*Short task*. Copy out the lines beginning at the one that contains "the spider abdomen" and ending after the one that contains "[[0, 123, 221, 299]]", with no changes. Omit the pictures.

*Stored dataset items*.
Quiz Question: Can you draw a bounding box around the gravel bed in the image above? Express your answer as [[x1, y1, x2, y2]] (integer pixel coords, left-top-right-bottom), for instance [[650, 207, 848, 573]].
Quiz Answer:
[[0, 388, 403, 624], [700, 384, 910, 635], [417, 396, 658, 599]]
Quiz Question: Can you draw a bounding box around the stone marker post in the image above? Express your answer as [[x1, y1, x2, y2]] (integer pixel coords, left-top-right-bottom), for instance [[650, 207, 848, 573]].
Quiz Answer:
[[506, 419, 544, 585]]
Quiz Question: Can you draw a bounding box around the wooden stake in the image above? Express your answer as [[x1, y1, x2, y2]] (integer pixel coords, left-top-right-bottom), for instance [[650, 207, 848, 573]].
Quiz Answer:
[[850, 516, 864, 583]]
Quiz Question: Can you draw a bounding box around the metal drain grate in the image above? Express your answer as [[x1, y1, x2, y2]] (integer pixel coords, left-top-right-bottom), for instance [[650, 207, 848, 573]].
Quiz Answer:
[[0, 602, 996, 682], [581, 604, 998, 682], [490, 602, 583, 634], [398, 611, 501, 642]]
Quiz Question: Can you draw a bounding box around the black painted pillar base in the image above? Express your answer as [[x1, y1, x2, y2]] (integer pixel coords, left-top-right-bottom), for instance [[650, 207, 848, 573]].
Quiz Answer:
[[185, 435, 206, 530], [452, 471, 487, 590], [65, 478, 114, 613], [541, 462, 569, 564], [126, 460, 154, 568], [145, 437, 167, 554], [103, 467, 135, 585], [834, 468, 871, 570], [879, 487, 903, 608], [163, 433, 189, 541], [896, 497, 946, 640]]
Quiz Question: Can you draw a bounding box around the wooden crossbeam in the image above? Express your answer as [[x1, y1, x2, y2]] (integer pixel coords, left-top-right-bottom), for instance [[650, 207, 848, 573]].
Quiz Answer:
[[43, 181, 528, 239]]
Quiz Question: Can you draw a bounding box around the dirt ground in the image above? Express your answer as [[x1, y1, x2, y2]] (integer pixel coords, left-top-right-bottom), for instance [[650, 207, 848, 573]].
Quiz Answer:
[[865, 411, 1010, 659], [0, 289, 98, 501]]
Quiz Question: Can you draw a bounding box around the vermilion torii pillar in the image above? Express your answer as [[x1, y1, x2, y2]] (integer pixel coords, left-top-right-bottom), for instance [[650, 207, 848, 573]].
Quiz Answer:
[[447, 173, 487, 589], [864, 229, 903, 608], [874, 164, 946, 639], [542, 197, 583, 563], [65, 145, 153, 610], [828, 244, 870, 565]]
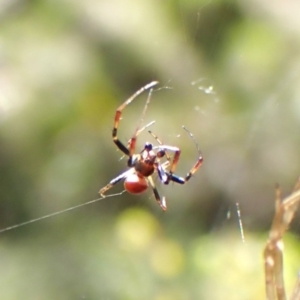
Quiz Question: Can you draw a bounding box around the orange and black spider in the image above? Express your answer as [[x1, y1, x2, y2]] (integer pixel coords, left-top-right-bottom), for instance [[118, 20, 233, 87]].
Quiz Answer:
[[99, 81, 203, 210]]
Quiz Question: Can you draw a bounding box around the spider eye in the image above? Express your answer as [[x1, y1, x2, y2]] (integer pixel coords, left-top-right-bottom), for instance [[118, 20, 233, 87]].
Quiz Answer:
[[145, 143, 153, 151]]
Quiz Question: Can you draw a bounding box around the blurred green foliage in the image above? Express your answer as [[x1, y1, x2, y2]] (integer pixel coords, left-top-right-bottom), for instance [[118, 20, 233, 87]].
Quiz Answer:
[[0, 0, 300, 300]]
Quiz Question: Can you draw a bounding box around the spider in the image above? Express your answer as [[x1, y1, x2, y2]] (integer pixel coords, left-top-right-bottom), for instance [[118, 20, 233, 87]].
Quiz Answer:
[[99, 81, 203, 211], [264, 179, 300, 300]]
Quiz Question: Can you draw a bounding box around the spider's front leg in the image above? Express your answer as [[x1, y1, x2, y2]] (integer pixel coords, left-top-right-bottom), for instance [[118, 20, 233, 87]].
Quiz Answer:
[[112, 81, 158, 156], [99, 169, 134, 198], [148, 176, 167, 211]]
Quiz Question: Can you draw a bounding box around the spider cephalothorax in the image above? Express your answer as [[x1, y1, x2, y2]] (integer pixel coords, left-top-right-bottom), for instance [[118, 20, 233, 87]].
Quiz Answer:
[[99, 81, 203, 210]]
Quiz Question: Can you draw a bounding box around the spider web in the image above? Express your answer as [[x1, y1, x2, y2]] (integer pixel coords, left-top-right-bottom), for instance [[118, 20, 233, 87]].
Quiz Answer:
[[0, 0, 300, 300]]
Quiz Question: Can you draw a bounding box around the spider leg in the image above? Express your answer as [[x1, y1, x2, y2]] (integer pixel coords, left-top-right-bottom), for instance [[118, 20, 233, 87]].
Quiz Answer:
[[99, 169, 134, 198], [112, 81, 158, 157], [148, 176, 167, 211], [148, 130, 171, 161], [154, 145, 203, 184], [155, 126, 203, 184]]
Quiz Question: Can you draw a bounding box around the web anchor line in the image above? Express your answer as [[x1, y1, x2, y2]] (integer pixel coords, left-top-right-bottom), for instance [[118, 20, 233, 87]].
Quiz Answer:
[[0, 190, 125, 234]]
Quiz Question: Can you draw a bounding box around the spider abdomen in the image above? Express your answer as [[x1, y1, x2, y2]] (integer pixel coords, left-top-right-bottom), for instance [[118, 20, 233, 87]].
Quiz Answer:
[[124, 173, 148, 194]]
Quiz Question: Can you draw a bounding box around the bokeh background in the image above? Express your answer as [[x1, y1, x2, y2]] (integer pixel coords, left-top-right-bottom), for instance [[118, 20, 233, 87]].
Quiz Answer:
[[0, 0, 300, 300]]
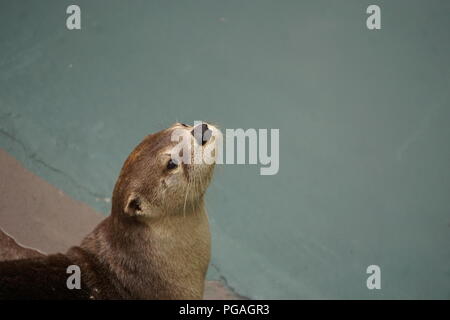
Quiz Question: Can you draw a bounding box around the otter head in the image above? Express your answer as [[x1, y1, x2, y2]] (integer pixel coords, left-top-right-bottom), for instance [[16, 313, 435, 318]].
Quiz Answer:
[[112, 123, 222, 219]]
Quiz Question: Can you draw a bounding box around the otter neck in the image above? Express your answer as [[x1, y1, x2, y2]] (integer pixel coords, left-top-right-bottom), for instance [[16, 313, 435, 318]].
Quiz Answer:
[[81, 205, 211, 299]]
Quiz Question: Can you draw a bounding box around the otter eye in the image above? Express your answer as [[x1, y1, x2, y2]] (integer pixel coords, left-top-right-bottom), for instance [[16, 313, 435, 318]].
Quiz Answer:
[[167, 159, 178, 170]]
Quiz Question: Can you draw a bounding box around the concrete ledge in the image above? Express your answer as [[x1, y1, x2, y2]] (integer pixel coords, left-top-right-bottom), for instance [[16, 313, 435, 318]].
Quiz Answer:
[[0, 149, 237, 300]]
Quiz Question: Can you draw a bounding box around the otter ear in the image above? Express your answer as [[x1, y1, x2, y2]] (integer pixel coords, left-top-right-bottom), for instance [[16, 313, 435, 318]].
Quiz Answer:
[[124, 193, 143, 216]]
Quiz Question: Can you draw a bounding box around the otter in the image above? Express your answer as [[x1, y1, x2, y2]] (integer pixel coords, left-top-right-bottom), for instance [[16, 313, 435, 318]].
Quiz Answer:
[[0, 123, 221, 299]]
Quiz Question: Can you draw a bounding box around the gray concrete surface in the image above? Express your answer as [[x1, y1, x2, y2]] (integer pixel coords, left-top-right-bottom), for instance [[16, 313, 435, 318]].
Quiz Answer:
[[0, 0, 450, 299], [0, 149, 236, 300]]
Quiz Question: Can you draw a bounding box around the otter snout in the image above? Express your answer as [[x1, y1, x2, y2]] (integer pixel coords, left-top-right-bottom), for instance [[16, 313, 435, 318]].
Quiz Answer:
[[191, 123, 212, 146]]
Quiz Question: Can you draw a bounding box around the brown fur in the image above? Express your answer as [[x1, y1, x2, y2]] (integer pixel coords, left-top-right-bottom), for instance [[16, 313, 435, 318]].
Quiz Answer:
[[0, 124, 220, 299]]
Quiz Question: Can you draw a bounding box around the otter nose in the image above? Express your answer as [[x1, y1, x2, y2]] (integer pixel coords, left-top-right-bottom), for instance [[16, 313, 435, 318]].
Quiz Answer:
[[191, 123, 212, 146]]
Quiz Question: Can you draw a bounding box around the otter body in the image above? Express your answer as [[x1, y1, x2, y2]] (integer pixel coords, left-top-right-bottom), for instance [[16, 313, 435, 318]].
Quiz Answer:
[[0, 124, 217, 299]]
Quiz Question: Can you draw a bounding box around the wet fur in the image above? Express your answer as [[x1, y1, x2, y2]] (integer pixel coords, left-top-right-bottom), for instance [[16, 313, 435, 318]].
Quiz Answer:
[[0, 123, 218, 299]]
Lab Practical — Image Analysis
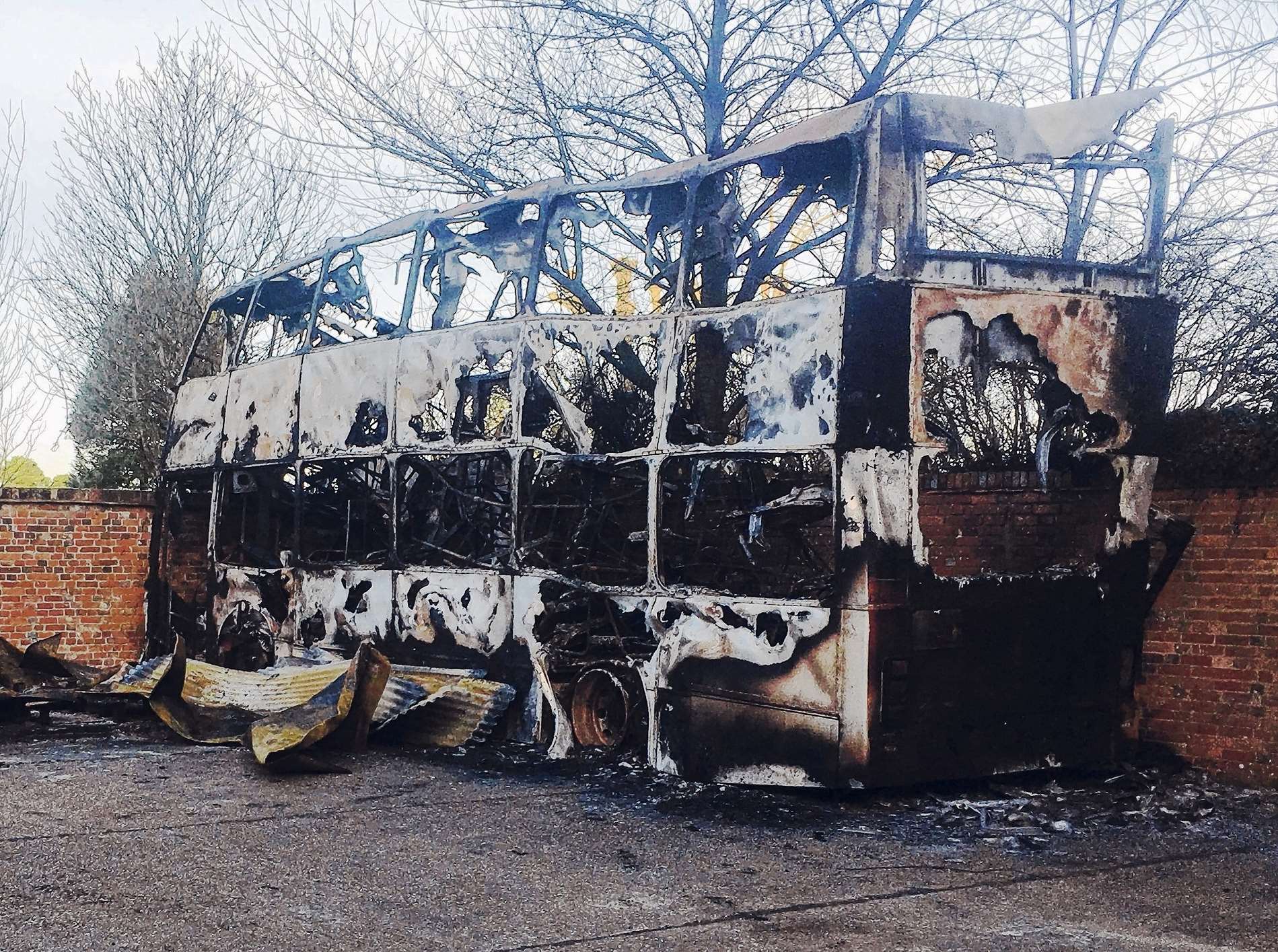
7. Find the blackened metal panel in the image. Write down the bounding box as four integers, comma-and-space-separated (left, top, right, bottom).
297, 338, 398, 457
222, 354, 301, 463
164, 373, 230, 469
839, 279, 911, 449
395, 570, 513, 655
655, 692, 839, 787
392, 321, 523, 451
660, 289, 846, 449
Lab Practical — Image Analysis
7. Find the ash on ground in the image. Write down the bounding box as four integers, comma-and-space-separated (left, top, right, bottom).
0, 712, 1278, 852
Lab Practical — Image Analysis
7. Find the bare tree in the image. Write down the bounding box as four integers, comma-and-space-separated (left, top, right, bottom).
223, 0, 1278, 404
223, 0, 995, 204
0, 108, 50, 486
34, 33, 327, 486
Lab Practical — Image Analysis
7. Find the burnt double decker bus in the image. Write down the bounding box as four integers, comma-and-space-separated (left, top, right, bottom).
148, 92, 1176, 787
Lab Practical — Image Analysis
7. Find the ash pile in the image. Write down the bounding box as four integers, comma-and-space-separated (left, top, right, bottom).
0, 635, 515, 772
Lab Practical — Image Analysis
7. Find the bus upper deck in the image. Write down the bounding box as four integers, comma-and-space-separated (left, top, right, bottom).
149, 94, 1174, 784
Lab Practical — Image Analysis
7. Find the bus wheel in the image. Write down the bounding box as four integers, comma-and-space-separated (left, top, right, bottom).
573, 668, 630, 749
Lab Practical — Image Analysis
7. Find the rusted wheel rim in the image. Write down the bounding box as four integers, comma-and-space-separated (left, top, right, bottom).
573, 668, 630, 749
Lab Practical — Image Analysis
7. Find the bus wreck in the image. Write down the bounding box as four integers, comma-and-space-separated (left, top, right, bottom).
148, 92, 1176, 787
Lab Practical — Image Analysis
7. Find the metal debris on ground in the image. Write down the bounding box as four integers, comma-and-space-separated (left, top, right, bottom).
0, 636, 515, 770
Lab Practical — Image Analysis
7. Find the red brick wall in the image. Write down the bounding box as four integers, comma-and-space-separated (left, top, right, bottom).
0, 489, 152, 667
1135, 487, 1278, 784
919, 473, 1119, 577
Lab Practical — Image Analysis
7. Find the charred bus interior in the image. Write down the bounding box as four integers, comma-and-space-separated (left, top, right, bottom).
148, 92, 1183, 787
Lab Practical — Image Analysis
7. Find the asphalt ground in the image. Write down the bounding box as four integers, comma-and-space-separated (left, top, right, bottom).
0, 716, 1278, 952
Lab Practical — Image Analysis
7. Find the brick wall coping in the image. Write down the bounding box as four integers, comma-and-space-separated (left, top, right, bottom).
0, 486, 156, 509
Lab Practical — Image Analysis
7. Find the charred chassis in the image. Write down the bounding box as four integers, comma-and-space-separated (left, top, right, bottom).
148, 92, 1186, 786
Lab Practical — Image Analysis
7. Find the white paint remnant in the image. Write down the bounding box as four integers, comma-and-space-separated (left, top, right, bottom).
395, 571, 513, 654
164, 373, 230, 469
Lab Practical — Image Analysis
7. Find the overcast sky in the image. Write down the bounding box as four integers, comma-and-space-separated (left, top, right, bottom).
0, 0, 228, 474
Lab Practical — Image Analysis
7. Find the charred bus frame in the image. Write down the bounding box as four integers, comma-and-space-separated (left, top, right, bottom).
148, 92, 1176, 786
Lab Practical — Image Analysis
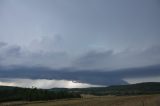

*Correct answer*.
Quiz Question: Can you draw a bounding box around the spider abdomen in the image above? Express your answer as [[x1, y1, x2, y2]] (integer pixel coords, left-top-right-bottom), for instance [[118, 20, 233, 87]].
Quiz Answer:
[[124, 173, 148, 194]]
Quiz Question: Can you draw a bounding box around the bokeh background in the image above? Express your answer as [[x1, y1, x2, y2]] (integer pixel coords, left-top-right-bottom), for instance [[118, 20, 233, 87]].
Quiz Answer:
[[0, 0, 300, 300]]
Quiz Question: Can you draw a bounding box around the otter head in the image above? Express your answer as [[x1, y1, x2, y2]] (integer pixel coords, left-top-right-bottom), for instance [[16, 313, 435, 318]].
Quiz Answer:
[[112, 123, 222, 219]]
Quiz Question: Can you draw a bounding box around the otter neck in the image above? Express your answer as [[x1, y1, x2, y2]] (integer pixel coords, left-top-right-bottom), for instance [[16, 313, 435, 318]].
Quiz Answer:
[[81, 205, 211, 299]]
Quiz Question: Can you draw a bounding box around the otter eye in the image above? Express your answer as [[x1, y1, x2, y2]] (integer pixel coords, left-top-right-bottom), for instance [[16, 313, 435, 318]].
Quiz Answer:
[[167, 159, 178, 170]]
Quiz Question: Can you draw a bounding box around the concrete ledge in the image above? Express your answer as [[x1, y1, x2, y2]] (integer pixel coords, left-top-right-bottom), for instance [[16, 313, 435, 318]].
Quiz Answer:
[[0, 149, 237, 300]]
Quiz Question: Can you draw a bounding box around the otter ear in the image above? Express your answer as [[x1, y1, x2, y2]] (integer pixel coords, left-top-right-bottom), for instance [[16, 313, 435, 318]].
Quiz Answer:
[[124, 193, 143, 216]]
Quiz Question: Can you draw a bounding box around the otter in the image above? Express your answer as [[x1, y1, x2, y2]] (integer pixel coords, left-top-right-bottom), for instance [[16, 313, 435, 318]].
Quiz Answer:
[[0, 123, 221, 299]]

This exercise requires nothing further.